## Aim of the task
Turn each line of the records below into a numbered list, leaving out any blank lines.

## Entries shown
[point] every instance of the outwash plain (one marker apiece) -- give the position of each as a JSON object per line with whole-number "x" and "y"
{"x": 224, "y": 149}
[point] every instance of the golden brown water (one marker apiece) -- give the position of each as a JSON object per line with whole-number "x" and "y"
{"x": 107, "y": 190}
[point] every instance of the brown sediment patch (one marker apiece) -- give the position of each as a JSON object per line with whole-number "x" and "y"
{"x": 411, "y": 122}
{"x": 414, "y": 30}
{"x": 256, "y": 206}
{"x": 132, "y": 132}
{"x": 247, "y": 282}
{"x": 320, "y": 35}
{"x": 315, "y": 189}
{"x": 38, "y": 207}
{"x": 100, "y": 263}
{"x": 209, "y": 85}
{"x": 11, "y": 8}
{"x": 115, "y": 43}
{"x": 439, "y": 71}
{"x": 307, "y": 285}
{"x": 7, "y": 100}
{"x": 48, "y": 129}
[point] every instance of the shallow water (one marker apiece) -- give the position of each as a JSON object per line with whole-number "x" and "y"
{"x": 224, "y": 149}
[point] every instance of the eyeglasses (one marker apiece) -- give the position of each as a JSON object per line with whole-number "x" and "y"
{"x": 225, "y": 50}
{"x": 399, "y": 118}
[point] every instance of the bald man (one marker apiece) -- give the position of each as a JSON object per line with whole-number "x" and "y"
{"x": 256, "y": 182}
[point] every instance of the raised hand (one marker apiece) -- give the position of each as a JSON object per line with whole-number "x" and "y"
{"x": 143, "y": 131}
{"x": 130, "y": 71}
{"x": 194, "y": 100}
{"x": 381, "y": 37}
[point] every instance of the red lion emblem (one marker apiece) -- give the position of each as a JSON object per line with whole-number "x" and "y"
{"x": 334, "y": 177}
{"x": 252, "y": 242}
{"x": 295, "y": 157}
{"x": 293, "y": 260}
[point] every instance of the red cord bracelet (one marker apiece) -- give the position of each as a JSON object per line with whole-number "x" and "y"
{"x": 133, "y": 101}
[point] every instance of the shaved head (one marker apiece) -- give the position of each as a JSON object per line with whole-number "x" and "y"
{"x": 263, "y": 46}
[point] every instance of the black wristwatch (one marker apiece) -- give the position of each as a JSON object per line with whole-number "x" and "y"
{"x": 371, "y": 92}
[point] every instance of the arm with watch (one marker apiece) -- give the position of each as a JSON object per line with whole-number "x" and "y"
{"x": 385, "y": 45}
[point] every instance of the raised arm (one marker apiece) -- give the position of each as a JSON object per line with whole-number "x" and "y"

## Task answer
1. [point] every instance of the outwash plain (one marker apiece) -- give the position of each as a JSON object per line with whole-number "x" and "y"
2. {"x": 224, "y": 149}
3. [point] every instance of the golden brown water (one marker apiece) -- give the position of each as a JSON object per line with whole-number "x" and "y"
4. {"x": 107, "y": 190}
5. [point] every instance of the brown sediment patch (one marker apiece) -- give the position of each as a JSON object per line with whole-number "x" and "y"
6. {"x": 411, "y": 122}
7. {"x": 414, "y": 30}
8. {"x": 256, "y": 206}
9. {"x": 132, "y": 132}
10. {"x": 247, "y": 282}
11. {"x": 320, "y": 35}
12. {"x": 315, "y": 189}
13. {"x": 38, "y": 207}
14. {"x": 100, "y": 263}
15. {"x": 209, "y": 85}
16. {"x": 11, "y": 8}
17. {"x": 115, "y": 43}
18. {"x": 439, "y": 71}
19. {"x": 307, "y": 285}
20. {"x": 7, "y": 100}
21. {"x": 48, "y": 129}
22. [point] every instance of the shallow water (one marker apiece) -- give the position of each as a JSON object per line with whole-number "x" and "y"
23. {"x": 224, "y": 149}
24. [point] every instance of the eyeglasses (one marker apiece) -- give the position of each as a JSON object per line with whole-number "x" and "y"
25. {"x": 225, "y": 50}
26. {"x": 399, "y": 118}
27. [point] every instance of the bald man (one marker apiece) -- give the position of each as a JSON object per line with whole-number "x" and "y"
28. {"x": 256, "y": 182}
29. [point] every instance of the raised hand (one marker apiece) -- give the position of each as a JSON object per line with whole-number "x" and "y"
30. {"x": 143, "y": 131}
31. {"x": 130, "y": 71}
32. {"x": 194, "y": 100}
33. {"x": 381, "y": 37}
34. [point] every instance of the red lion emblem (one marker apiece) -- give the position of each as a JSON object per line with whole-number "x" and "y"
35. {"x": 334, "y": 177}
36. {"x": 252, "y": 242}
37. {"x": 295, "y": 157}
38. {"x": 293, "y": 260}
39. [point] every instance of the red cord bracelet (one marker apiece) -- give the position of each as a JSON object per line with whole-number "x" and "y"
40. {"x": 133, "y": 101}
41. [point] every instance of the shaved head (one marker apiece) -- give the position of each as a JSON object per line with whole-number "x" and "y"
42. {"x": 263, "y": 46}
43. [point] every instance of the black wristwatch (one marker apiece) -- give the position of each as a JSON object per line with whole-number "x" and "y"
44. {"x": 371, "y": 92}
45. [point] every instance of the arm with watch (one marker apiece) -- give the position of each as a JSON object per line with whole-number "x" and "y"
46. {"x": 385, "y": 45}
47. [point] every instance of the raised arm (one marker apiece) -- give the position of each as a JSON object per line with whole-number "x" and "y"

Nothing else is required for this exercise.